--- Task instructions ---
Copy the part of the rows that opens with the line containing "Task: locate the red tiled" and closes at the end of the rows, swapping "stone bridge" for "brick bridge" and leaving the rest unchanged.

·····

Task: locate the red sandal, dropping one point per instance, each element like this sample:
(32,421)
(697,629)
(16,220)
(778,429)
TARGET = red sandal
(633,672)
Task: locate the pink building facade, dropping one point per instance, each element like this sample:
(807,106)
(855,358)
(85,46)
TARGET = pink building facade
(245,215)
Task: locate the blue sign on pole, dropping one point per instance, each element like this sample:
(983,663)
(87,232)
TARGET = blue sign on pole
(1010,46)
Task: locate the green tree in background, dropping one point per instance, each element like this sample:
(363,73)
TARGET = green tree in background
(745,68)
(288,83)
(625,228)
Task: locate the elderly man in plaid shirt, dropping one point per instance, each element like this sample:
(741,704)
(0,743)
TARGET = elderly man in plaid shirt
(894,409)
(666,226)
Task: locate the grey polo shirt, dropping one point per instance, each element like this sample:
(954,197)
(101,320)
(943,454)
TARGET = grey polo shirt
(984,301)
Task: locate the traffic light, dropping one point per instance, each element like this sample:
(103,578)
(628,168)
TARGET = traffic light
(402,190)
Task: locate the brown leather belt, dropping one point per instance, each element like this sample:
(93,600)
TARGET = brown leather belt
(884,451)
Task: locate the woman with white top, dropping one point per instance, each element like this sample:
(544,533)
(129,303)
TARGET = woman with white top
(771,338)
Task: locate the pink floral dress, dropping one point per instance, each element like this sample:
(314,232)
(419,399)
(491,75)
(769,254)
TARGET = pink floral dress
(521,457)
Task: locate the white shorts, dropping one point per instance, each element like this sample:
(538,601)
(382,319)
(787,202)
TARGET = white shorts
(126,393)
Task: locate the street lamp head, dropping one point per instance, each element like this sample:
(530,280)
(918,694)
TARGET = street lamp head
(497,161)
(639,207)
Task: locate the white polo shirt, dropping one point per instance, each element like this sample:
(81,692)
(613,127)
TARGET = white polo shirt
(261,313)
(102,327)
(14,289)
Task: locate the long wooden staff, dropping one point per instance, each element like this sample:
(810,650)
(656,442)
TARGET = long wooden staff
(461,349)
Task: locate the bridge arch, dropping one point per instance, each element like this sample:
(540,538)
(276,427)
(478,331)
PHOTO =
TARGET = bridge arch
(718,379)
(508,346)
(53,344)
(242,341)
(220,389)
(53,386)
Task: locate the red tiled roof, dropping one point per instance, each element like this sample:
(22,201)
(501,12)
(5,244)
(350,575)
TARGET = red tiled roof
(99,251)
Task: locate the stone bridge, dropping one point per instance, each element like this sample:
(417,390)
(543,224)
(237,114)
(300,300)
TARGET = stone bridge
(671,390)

·····

--- Task output ---
Task: locate the red tiled roof, dropping one point per instance, each element like this sample:
(22,201)
(501,12)
(5,244)
(350,575)
TARGET = red tiled roof
(99,251)
Task: locate the brick bridge, dropping one point per instance, each element like this sample:
(417,390)
(543,224)
(237,114)
(300,300)
TARGET = brick bridge
(671,390)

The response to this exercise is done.